▸ Given task 1:
Answer these from the probability exercise, one line each:
(a) What values of m and α does the Weibull distribution for the battery's life have?
(b) In what unit is the battery's life measured?
(c) What is the heading of step 01 of the solution?
▸ Given task 2:
Write out the stretch of the probability exercise from "Step by step" through "Y \leq y)\).".
▸ Given task 3:
Does the probability exercise support each statement below? Answer yes or no and quote the deciding words.
(a) The battery's life is measured in months.
(b) The explanation in step 01 appeals to the definition of conditional probability.
(c) Part b asks you to show that the function from part a has all the properties of a density function.

▸ Source text:
⟨
Suppose that \(Y\) is a continuous random variable with distribution function given by \(F(y)\) and probability density function \(f(y) .\) We often are interested in conditional probabilities of the form for a constant \(c\) a. Show that, for \(y \geq c\) $$ P(Y \leq y | Y \geq c)=\frac{F(y)-F(c)}{1-F(c)} $$ b. Show that the function in part (a) has all the properties of a distribution function. c. If the length of life \(Y\) for a battery has a Weibull distribution with \(m=2\) and \(\alpha=3\) (with measurements in years), find the probability that the battery will last less than four years, given that it is now two years old.

Short Answer

Expert verified
a. \(P(Y \leq y | Y \geq c) = \frac{F(y)-F(c)}{1-F(c)}\). b. It satisfies all properties of a distribution function. c. \(1 - e^{-\frac{4}{3}}\).

Step by step solution

01

Understand the Conditional Probability

We need to find the conditional probability \(P(Y \leq y | Y \geq c)\). This is the probability that \(Y\) is less than or equal to \(y\), given that \(Y\) is already greater than or equal to \(c\). According to the definition of conditional probability, this is given by \(\frac{P(Y \leq y \text{ and } Y \geq c)}{P(Y \geq c)}\). Since \(Y\geq c\) is a condition already met, it translates to \(P(c \leq Y \leq y)\).
⟩
▸ Provided material:
⟨
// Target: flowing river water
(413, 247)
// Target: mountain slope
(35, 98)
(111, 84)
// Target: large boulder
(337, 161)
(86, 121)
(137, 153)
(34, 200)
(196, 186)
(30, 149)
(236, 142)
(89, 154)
⟩
▸ Full response 1:
(a) m = 2 and α = 3
(b) Years
(c) Understand the Conditional Probability

▸ Full response 2:
Step by step solution

01

Understand the Conditional Probability

We need to find the conditional probability \(P(Y \leq y | Y \geq c)\). This is the probability that \(Y\) is less than or equal to \(y\), given that \(Y\) is already greater than or equal to \(c\). According to the definition of conditional probability, this is given by \(\frac{P(Y \leq y \text{ and } Y \geq c)}{P(Y \geq c)}\). Since \(Y\geq c\) is a condition already met, it translates to \(P(c \leq Y \leq y)\).

▸ Full response 3:
(a) No: "(with measurements in years)"
(b) Yes: "According to the definition of conditional probability"
(c) No: "Show that the function in part (a) has all the properties of a distribution function."